Object location annotation data:
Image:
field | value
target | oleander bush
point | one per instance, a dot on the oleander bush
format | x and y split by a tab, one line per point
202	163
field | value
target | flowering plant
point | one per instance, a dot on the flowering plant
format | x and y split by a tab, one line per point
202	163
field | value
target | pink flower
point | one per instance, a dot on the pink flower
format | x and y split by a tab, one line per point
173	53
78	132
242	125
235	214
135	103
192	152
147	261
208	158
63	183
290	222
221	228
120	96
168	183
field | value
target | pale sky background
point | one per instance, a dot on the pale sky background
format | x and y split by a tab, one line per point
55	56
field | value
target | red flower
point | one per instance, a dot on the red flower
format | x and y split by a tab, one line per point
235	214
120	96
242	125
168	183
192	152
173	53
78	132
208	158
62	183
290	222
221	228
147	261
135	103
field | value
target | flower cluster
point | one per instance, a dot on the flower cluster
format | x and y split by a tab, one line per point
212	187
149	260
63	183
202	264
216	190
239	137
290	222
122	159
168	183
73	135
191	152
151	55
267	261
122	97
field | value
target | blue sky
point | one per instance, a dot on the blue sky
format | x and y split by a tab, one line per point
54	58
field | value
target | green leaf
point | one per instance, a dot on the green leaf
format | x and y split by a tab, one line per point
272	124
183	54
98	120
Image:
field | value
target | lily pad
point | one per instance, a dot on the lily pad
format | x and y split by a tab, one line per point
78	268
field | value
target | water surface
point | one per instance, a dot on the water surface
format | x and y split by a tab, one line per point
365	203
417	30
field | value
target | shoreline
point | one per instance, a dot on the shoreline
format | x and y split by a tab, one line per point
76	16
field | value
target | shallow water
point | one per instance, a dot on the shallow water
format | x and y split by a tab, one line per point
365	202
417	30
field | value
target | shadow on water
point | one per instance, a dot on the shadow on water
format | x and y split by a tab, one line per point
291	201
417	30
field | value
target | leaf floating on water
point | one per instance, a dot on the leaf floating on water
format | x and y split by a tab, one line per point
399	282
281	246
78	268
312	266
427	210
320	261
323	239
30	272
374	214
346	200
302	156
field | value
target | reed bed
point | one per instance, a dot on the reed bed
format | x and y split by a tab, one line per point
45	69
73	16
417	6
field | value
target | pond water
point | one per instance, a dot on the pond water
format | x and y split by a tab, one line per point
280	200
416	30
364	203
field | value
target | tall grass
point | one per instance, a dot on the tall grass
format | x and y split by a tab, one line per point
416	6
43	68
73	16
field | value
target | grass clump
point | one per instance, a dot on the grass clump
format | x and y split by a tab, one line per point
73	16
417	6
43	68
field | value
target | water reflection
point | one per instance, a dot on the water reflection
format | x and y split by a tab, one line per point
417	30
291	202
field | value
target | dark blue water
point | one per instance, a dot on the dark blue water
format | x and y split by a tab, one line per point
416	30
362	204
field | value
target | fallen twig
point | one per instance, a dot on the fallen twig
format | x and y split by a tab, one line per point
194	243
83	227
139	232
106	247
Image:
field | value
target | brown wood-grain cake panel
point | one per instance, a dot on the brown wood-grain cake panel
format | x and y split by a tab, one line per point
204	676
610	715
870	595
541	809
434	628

■ **TASK GOAL**: The records above should be returned exactly.

■ **WRITTEN RESPONSE**:
Image:
field | value
target | oleander bush
point | one per instance, a dot on the oleander bush
format | x and y split by a tab, one line per point
202	163
field | value
target | flowering plant
point | one per instance, a dot on the flowering plant
format | x and y split by a tab, one line per point
202	163
field | value
target | pink flower
point | one per instance, a dot on the pink flower
format | x and y split by a tab, one line per point
173	53
78	132
242	125
235	214
135	103
192	152
147	261
208	158
63	183
290	222
221	228
120	96
168	183
field | value
target | pale sky background
point | one per instance, a dot on the pale sky background
format | x and y split by a tab, one line per point
55	56
field | value
target | red flower
point | one per instance, a dot on the red flower
format | x and y split by a tab, one line per point
235	214
120	96
242	125
168	183
192	152
173	53
78	132
208	158
62	183
290	222
221	228
147	261
135	103
field | value
target | flower cluster
point | one per instance, a dot on the flower cluster
format | x and y split by a tab, one line per point
212	187
149	260
63	183
202	264
216	190
239	137
290	222
122	159
168	183
73	135
191	152
151	55
267	261
122	97
field | value
target | blue sky
point | one per instance, a dot on the blue sky
format | x and y split by a tab, one line per point
54	58
field | value
target | green leaf
point | one per instance, a dot on the green leaf
format | x and y split by a tab, one line per point
272	124
183	54
98	120
Image:
field | value
target | lily pad
point | one per instance, a dot on the lily pad
format | x and y split by a tab, one line per point
78	268
field | value
target | water surface
point | one per instance, a dot on the water surface
format | x and y split by a tab, one line per point
365	203
417	30
field | value
target | shoreline
point | one per instance, a dot on the shoreline
format | x and y split by a tab, one line per point
76	16
field | value
target | shallow water
point | one per instance, a dot on the shallow water
format | x and y split by a tab, one line per point
365	202
417	30
field | value
target | shadow on water
point | one per instance, a dot on the shadow on water
format | x and y split by a tab, one line per point
291	201
417	30
field | value
target | leaf floating on water
point | one per instance, a dot on the leaf floating on water
format | x and y split by a tab, one line per point
399	282
281	246
78	268
312	266
427	210
320	261
323	239
30	272
374	214
346	200
302	156
field | value
target | reed bed
point | one per instance, a dot on the reed bed
format | x and y split by a tab, one line per point
45	69
73	16
417	6
field | value
target | pond water
point | one per instance, a dot on the pond water
format | x and y split by a tab, one line per point
280	200
416	30
364	203
field | value
target | tall grass
point | one per instance, a dot on the tall grass
format | x and y split by a tab, one line per point
416	6
43	68
73	16
field | value
target | grass clump
point | one per instance, a dot on the grass clump
format | x and y split by a tab, one line per point
73	16
417	6
43	68
field | value
target | water reflection
point | one per instance, a dot on the water reflection
format | x and y split by a tab, one line per point
417	30
291	202
field | value
target | dark blue water
point | one per instance, a dot on the dark blue water
format | x and y split by a tab, one line per point
416	30
362	204
field | value
target | fallen twig
point | one per instance, a dot on the fallen twig
format | x and y split by a tab, one line per point
194	243
83	227
139	232
106	247
Image:
field | value
target | brown wood-grain cake panel
point | one per instance, a dot on the brown wood-grain cake panel
format | x and y split by a tab, one line per point
204	676
610	715
870	595
541	809
434	628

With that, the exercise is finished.